Retype the listing below verbatim, keeping every line as it stands.
⟨
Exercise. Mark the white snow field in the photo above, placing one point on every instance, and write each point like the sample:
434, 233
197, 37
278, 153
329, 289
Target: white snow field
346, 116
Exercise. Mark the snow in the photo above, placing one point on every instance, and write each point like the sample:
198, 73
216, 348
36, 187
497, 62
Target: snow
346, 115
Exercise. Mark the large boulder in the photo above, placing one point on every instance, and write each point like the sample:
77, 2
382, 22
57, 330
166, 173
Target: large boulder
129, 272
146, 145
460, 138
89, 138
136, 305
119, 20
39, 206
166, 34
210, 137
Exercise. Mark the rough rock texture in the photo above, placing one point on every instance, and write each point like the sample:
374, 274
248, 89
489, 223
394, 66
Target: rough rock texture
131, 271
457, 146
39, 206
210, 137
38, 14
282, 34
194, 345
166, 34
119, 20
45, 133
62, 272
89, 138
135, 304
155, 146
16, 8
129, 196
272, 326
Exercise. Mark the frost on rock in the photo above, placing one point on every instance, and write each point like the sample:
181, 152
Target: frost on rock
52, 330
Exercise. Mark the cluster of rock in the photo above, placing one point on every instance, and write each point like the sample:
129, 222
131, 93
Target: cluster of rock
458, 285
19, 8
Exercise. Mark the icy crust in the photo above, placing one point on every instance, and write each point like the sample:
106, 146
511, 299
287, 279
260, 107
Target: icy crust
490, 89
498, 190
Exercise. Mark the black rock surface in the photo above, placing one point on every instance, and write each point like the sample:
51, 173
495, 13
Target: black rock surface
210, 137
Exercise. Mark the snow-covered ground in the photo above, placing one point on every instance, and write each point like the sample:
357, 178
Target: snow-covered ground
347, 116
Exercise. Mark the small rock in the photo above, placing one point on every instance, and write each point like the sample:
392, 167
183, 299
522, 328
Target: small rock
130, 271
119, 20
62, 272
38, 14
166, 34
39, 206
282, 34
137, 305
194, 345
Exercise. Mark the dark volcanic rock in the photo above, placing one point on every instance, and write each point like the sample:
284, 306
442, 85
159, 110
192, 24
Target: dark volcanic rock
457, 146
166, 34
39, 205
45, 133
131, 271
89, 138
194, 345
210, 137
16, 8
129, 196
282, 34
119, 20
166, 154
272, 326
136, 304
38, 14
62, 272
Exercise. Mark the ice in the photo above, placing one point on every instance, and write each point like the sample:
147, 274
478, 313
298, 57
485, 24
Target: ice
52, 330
⟩
▶ _Result of this task_:
Exercise. Mark the white snow field in the photo above, placing one point on every instance, and write each point like the sample:
434, 233
197, 37
278, 153
329, 289
Target: white snow field
346, 116
Exercise. Mark the snow in the photo above, placing one point on every instance, and write each point like the sample:
198, 73
216, 348
36, 187
497, 62
Target: snow
346, 115
Exercise. Mark the large boulder in the photo above, placing one point on every instance, and write each point like the sample:
77, 2
382, 22
57, 330
166, 173
Target: large boulder
129, 272
146, 145
460, 138
89, 138
136, 305
119, 20
39, 206
166, 34
210, 137
Exercise. Mark the rough rock texture in the photo above, placing one point on every instance, and write each point like the sample:
374, 274
248, 89
489, 223
394, 66
Target: rough rock texture
131, 271
457, 146
39, 206
210, 137
38, 14
282, 34
194, 345
166, 34
119, 20
45, 133
62, 272
89, 138
135, 304
155, 146
16, 8
129, 196
272, 326
Exercise. Mark the frost on rock in the photo above, placing one point on every instance, and write each point like the sample:
181, 152
Target: frost on rock
52, 330
Exercise. Mark the cluster of rock in the photo above, placing one point on every instance, and write each point like the sample:
129, 222
131, 93
Target: cluster of rock
458, 285
19, 8
Exercise. Mark the icy crust in the photo above, placing one point on every instance, and write each point like the sample:
106, 146
511, 299
287, 279
260, 107
Target: icy crust
490, 89
498, 190
Exercise. Mark the black rock surface in the photo above, placing one point on every instance, and write each point like the sample:
51, 173
495, 13
Target: black rock surface
210, 137
Exercise. Mark the snow-covered ground in the photo above, placing one point on every instance, and write each point like the sample:
357, 178
Target: snow-covered ground
347, 116
Exercise. Mark the small rock in the photo above, placing one point on every instance, and write each point like the sample:
392, 167
183, 299
522, 328
Target: small rock
130, 271
119, 20
62, 272
38, 14
166, 34
39, 206
282, 34
137, 305
194, 345
Exercise. Mark the dark volcanic rock in the photo above, placing one point on every instance, and write each point like the sample:
284, 306
442, 85
159, 110
192, 24
Target: dark volcanic rock
457, 146
166, 34
39, 205
45, 133
131, 271
89, 138
194, 345
210, 137
16, 8
129, 196
282, 34
119, 20
166, 154
272, 326
136, 304
38, 14
62, 272
Exercise. Mark the ice in the photo above, placing one point on every instance, and write each point like the sample:
147, 274
478, 313
298, 57
485, 24
Target: ice
52, 330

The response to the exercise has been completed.